Textausschnitt
Es beginnt bei Ungenauigkeiten wie der Ortsangabe “Plewig” für Schleswig und führt über schlimme Datenmanschereien zu puren Erdichtungen.
 Oder aber man recherchiert bis zu einem Zeitpunkt und erklärt dann, die Spur des Grafen verliere sich im Dunkel, obwohl ihre Fortsetzung sogar aktenkundig ist. Das gilt besonders für einige französische Autoren, die die eminent wichtigen Lebenserinnerungen Karls von Hessen-Kassel nicht gekannt oder kaum beachtet haben.
 Am Ende stehen fragwürdige Gesamteinschätzungen. Das Charakterbild Wallensteins ist im Vergleich mit dem Saint-Germains eine eherne Statue im 3D-Realismus; und man übertreibt kaum, wenn man über die Biographie Saint-Germains das Motto setzt “Suum cuique” mit der Übersetzung “Jedem Autor der Seine”, der eigene private Saint-Germain nämlich, oder: jeder, wie er es versteht; denn man hat im Überblick manchmal den Eindruck, als ob die Darstellung der einzelnen Verfasser viel mehr über sie und ihr Weltbild aussagt als über die behandelte Figur. (Ich möchte mich hier vor einer Verallgemeinerung, jede historische Biographie betreffend, hüten).
 Ganz grob kann man die Bearbeiter des Themas “Saint-Germain” in zwei Lager einteilen. Auf der einen Seite stehen die Skeptiker (meist vergangener Generationen), die ständig bemüht sind, dem “Wundermann” hinter die Schliche zu kommen. Sie durchstoßen oft das ihn umgebende Dunkel, sind aber trotzdem wenig erhellend. – Auf der anderen Seite findet man die verstehenden Metaphysiker (meist jüngerer Geburt), die zwar oft an den Fakten vorbei schauen, dabei aber intuitiv das Richtige sehen können. -
Das Amateurwesen hat bei unserem Gegenstand überhaupt seine Vorzüge. Die nicht rein fachlich gebundenen Autoren sind wenigstens nicht unbedingt autoritätsgläubig wie Historiker, z.B. bei uns G.B. Volz, für den die “staatstragenden Kräfte” – Botschafter, Außenminister und andere – von vornherein zuungunsten des einzelnen, im Recht sind. Kommt noch eine vagierende und in ihren Ressourcen nicht zu ergründende oder im bürgerlichen Sinne nicht klar durchschaubare Existenz hinzu, so ist das Urteil von vornherein gesprochen.

Entnommenes Material

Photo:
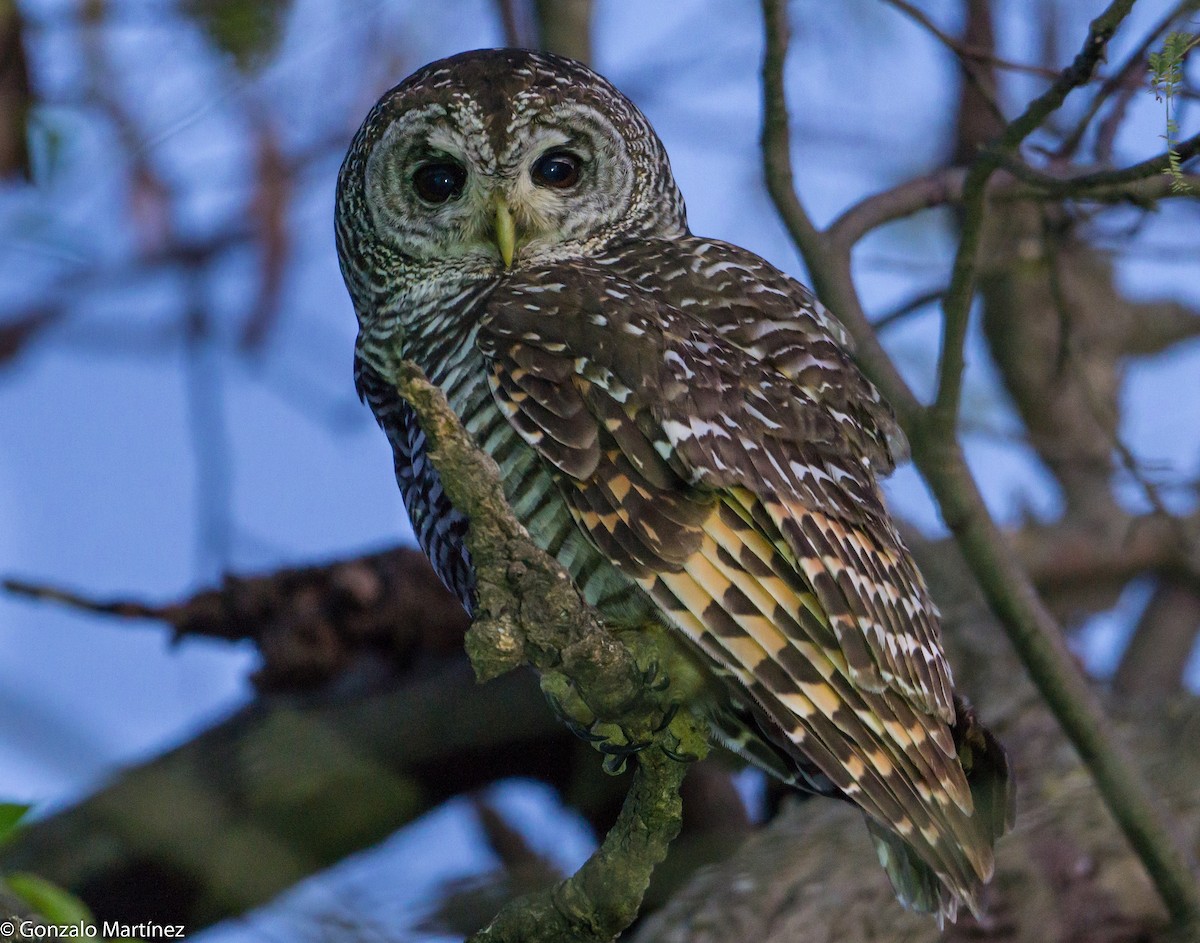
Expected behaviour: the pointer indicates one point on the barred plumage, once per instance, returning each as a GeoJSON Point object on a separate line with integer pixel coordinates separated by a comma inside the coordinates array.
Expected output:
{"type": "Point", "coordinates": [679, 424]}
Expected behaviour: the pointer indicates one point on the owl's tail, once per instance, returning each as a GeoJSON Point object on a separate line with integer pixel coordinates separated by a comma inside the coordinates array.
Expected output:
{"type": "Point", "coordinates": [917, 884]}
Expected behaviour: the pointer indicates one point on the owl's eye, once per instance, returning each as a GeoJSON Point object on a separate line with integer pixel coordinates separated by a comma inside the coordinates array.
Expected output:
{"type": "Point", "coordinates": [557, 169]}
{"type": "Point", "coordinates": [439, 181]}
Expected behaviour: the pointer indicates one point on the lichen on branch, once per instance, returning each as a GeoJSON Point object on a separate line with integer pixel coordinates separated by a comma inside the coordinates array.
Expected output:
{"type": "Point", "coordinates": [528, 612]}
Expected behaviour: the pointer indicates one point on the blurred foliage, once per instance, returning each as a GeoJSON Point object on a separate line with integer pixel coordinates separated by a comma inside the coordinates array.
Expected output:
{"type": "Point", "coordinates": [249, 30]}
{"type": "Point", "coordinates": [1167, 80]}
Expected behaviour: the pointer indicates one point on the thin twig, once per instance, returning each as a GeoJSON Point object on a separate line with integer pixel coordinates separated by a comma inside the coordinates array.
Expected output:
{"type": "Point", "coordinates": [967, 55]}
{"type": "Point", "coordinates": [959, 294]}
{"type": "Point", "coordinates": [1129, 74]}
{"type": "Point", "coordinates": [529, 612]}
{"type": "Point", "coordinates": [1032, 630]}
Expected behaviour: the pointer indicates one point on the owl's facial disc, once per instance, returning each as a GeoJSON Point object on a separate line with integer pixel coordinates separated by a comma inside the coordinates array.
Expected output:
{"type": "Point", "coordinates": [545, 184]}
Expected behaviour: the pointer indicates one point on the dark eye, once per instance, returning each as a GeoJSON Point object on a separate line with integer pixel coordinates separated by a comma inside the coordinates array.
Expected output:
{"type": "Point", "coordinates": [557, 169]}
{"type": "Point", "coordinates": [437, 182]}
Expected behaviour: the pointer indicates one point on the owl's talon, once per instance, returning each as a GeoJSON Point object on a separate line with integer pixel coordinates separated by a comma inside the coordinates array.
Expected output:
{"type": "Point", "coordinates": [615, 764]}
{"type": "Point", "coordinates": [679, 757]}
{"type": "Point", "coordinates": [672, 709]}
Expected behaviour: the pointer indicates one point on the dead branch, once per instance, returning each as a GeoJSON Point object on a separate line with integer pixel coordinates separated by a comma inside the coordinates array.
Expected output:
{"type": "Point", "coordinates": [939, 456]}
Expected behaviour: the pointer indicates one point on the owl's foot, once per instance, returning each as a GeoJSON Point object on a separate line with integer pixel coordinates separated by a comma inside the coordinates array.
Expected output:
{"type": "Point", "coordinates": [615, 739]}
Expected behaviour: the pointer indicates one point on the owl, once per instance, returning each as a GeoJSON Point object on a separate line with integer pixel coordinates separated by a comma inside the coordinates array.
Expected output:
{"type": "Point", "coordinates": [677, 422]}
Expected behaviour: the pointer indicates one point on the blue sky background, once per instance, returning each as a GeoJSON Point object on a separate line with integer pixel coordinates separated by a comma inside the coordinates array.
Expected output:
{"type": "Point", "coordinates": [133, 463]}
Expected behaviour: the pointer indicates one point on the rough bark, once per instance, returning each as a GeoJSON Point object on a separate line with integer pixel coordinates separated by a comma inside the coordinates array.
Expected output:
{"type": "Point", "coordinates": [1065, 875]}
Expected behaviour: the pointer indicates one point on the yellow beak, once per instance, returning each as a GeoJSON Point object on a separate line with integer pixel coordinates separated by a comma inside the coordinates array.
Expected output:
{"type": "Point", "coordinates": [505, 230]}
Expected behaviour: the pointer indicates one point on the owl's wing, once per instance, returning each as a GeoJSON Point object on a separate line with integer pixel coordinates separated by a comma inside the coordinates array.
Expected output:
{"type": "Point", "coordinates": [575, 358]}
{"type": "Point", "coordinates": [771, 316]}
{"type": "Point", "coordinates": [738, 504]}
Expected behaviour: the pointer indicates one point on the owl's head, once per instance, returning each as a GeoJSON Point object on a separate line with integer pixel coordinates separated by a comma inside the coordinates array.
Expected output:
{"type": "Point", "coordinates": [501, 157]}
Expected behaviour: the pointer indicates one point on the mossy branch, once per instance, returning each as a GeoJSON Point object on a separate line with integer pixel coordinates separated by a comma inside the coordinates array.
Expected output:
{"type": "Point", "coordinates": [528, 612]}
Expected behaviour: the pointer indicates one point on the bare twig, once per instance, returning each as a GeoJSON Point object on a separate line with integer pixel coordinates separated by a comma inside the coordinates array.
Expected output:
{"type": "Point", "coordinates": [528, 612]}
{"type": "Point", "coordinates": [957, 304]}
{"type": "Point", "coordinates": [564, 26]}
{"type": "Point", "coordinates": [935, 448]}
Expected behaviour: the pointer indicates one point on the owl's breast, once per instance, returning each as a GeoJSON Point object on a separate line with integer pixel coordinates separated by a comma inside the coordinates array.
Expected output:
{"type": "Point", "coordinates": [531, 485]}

Aufgabenstellung
Übersetzen Sie aus dem Textausschnitt über die Biographien Saint-Germains den Satz „Das Amateurwesen hat bei unserem Gegenstand überhaupt seine Vorzüge.“ ins Englische.

Lösung
Amateurism in general has its advantages where our subject is concerned.